親や子供との会話で、「つい言いすぎてしまった」と後悔したことはありませんか。いくら家族とはいえ、感情に流されたままに言葉を投げかければ、気まずい空気に包まれてしまいます。
家族も自分も傷つけずに円滑なコミュニケーションを育むためには、「感情的にならない話し方」を意識して使いましょう。精神科医・和田秀樹氏の著書『感情的にならない話し方 人間関係でもう失敗しない!』(知的生きかた文庫・三笠書房)をもとに、親子関係を円満にする話し方を紹介します。

トラブルを防ぐ話し方の三原則

トラブルを防ぐ話し方の三原則
家族に対してイライラしてしまうことは、親側にも子ども側にもあることでしょう。人間は感情の生きものなので、感情的になるのは仕方ありません。
ただし、どんなに感情的になっても、怒鳴ったり傷つける言葉を口にしたりと、その感情を行動化してはいけません。なぜなら、許される範囲を超えた行動は、トラブルに発展するからです。
感情的にならないためには、3つのルールを意識しましょう。これらを心がけていれば、一瞬の油断で感情的になったとしても、すぐに修正ができるはずです。

1.感情を態度や行動に表さないこと

「相手を怒鳴らないこと」「相手を傷つける言葉を口にしないこと」を、最低限のルールとして守りましょう。

コレクションから抽出したデータ:
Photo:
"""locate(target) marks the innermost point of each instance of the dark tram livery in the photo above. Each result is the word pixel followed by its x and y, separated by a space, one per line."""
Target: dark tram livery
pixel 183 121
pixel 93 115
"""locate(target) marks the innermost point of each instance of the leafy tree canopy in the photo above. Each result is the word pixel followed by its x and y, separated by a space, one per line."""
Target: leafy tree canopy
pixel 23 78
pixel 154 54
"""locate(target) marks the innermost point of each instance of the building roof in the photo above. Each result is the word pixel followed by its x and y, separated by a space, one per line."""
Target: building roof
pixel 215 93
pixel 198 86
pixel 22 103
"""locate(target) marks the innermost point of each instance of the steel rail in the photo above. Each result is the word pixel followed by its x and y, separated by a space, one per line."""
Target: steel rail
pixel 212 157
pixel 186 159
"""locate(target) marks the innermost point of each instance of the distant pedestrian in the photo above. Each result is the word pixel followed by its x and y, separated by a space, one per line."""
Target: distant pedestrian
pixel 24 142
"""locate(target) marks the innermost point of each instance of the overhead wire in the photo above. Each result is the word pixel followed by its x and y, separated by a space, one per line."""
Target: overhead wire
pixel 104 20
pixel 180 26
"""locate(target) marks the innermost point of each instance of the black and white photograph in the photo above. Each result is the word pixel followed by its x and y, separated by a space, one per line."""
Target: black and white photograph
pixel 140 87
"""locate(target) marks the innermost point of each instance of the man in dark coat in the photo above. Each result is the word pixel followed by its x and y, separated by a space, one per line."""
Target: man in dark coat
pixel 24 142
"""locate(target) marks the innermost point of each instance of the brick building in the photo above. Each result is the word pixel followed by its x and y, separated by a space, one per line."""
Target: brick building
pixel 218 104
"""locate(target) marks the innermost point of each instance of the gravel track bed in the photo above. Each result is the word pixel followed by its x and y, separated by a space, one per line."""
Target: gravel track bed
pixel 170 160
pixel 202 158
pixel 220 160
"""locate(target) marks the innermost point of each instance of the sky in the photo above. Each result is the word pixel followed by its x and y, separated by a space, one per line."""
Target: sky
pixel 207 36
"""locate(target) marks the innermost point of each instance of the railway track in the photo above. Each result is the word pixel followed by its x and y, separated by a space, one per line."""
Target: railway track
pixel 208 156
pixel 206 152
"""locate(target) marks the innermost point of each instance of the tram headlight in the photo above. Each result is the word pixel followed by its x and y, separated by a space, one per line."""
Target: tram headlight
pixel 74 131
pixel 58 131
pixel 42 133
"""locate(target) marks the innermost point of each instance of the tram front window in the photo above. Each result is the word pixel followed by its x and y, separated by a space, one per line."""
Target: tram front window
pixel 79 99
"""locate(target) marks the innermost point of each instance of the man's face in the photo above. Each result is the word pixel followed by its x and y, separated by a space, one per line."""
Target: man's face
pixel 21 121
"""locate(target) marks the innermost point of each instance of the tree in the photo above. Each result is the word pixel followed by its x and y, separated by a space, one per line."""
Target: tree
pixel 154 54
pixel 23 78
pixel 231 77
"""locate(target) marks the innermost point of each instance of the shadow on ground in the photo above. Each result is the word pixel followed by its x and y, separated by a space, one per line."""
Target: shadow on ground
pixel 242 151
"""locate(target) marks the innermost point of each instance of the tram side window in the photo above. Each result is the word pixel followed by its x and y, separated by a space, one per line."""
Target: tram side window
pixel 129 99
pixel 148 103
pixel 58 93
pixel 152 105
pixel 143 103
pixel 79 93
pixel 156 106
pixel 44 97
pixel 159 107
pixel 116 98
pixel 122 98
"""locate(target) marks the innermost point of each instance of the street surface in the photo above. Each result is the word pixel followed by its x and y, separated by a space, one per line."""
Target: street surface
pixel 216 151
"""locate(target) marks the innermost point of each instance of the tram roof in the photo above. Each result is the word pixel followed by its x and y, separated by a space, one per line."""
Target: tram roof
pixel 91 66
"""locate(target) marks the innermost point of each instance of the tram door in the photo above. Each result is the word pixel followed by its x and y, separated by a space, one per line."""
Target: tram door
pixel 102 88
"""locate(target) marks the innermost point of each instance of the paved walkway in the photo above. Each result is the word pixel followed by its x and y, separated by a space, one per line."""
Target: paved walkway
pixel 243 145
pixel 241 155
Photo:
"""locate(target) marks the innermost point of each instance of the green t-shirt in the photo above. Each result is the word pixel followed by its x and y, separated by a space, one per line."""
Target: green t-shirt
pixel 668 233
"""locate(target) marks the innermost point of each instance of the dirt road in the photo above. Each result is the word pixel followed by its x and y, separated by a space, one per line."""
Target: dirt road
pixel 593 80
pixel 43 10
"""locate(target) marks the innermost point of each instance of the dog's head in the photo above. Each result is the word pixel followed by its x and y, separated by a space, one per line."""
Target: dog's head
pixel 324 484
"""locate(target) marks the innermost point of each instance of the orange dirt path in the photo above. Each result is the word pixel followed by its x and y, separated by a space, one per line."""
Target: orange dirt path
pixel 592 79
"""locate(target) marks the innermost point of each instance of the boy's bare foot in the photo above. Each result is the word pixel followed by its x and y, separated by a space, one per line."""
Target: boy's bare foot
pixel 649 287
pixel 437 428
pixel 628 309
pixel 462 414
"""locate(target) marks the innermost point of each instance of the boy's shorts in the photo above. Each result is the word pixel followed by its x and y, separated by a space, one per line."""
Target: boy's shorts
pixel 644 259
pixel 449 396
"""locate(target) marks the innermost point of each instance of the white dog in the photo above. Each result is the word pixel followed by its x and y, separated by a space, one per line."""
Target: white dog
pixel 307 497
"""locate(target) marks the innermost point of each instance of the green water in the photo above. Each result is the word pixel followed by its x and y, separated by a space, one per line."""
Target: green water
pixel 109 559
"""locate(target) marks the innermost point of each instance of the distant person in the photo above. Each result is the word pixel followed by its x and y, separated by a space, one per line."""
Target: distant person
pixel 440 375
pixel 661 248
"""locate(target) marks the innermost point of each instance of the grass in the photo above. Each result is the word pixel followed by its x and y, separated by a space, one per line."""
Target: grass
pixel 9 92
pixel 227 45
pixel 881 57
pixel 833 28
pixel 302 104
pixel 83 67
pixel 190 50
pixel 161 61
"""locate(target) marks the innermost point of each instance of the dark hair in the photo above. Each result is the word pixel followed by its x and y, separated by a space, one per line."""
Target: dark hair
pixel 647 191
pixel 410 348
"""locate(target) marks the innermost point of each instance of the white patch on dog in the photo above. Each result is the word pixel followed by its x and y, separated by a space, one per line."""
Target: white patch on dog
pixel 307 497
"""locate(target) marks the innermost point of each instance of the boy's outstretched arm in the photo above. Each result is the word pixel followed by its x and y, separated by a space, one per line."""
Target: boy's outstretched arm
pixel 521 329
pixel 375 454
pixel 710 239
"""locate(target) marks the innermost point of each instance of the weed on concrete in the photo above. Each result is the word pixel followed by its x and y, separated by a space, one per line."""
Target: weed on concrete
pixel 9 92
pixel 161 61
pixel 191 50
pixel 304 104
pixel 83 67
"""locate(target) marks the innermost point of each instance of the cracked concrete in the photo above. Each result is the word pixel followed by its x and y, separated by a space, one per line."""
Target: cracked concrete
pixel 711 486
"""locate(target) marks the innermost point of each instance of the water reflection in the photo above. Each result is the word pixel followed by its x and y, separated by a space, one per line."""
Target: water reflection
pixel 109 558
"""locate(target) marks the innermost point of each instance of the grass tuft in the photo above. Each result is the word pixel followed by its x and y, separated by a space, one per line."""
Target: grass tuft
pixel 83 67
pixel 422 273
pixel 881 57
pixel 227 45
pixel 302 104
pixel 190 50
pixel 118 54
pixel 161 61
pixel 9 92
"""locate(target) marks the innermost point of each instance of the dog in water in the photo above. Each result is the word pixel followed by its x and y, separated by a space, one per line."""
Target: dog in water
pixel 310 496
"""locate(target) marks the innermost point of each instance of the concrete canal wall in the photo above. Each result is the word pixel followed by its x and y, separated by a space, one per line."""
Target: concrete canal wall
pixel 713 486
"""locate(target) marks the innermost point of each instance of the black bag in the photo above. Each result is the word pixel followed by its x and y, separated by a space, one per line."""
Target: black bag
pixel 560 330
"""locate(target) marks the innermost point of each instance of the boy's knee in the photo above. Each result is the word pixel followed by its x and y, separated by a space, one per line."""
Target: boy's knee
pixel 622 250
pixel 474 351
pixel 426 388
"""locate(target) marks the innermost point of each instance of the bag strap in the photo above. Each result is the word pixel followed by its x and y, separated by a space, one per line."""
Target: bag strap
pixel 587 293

**課題の内容**
a: 親子の話し方についての文章によると、どんなに感情的になっても、その感情を行動に移してはいけないのはなぜですか。
b: 親子の話し方についての文章に出てくる固有名詞（人名・書名・文庫名・出版社名）をすべて挙げてください。
c: 親子の話し方についての文章の続きを書いてください。

**解答**
a: 許される範囲を超えた行動は、トラブルに発展するからです。

b:
・和田秀樹
・『感情的にならない話し方 人間関係でもう失敗しない!』
・知的生きかた文庫
・三笠書房

c:
たとえ意見が食い違って口論になっても、大声を出したり、言われて傷つく言葉を口にしたりしないと決めていれば、地雷を踏むことはありません。同時に、相手から感情的な言葉を投げつけられたとしても、感情を態度や行動に表さないと決めていれば、怒っている相手を「どうしようもないな」と冷静に見つめることができます。
双方が怒りに任せてしまうと、お互いに引っ込みがつかなくなってしまうので注意しましょう。

2.リラックスして話すこと

いい雰囲気の時間は何も気にせずに会話がはずむように、嬉しいときや楽しいときは、喜びの感情を素直に出すことで共感が高まります。意見を出し合うときも同じで、相手が自分の意見を主張したら、自分も熱くなって構いません。
ただしそのときも、負の感情が表れないように心がけ、頭の中を整理して論理的な思考を保ちましょう。相手の話を聞いて意見を返すときは、カッカして身構えるのではなく、心をゆったりとリラックスさせましょう。

3.話の目的を忘れないこと

話し合いをしていたはずなのに、気づいたら「どうにでもなれ」と、話が宙に浮いてしまった経験はありませんか。感情的になると、怒りにまかせてつい乱暴な結論を出してしまい、「そんなつもりはなかったのに」と後悔する原因になります。
そうならないためには、どんなときでも「なぜ話し合っているのか」「話し合いの目的はなんなのか」を心に留めておきましょう。すると、たとえ感情的になったとしても、怒りに振り回されずに話を元に戻せるはずです。

イライラさせたのはどっちのせい?

イライラさせたのはどっちのせい
家族との会話で感情的になって、「ちゃんと聞くつもりだったのに」「腹が立ったのはあっちのせいだ」とイライラした経験はありませんか。でも、本当に原因は相手だけにあるのでしょうか。険悪なムードにならないための、イライラと上手に付き合う方法を紹介します。

1.どっちのせいか考えても無意味

人と話していて感情的になってしまう原因は、大きく2つあります。それは、自分がイライラしているときと、相手がイライラしているときです。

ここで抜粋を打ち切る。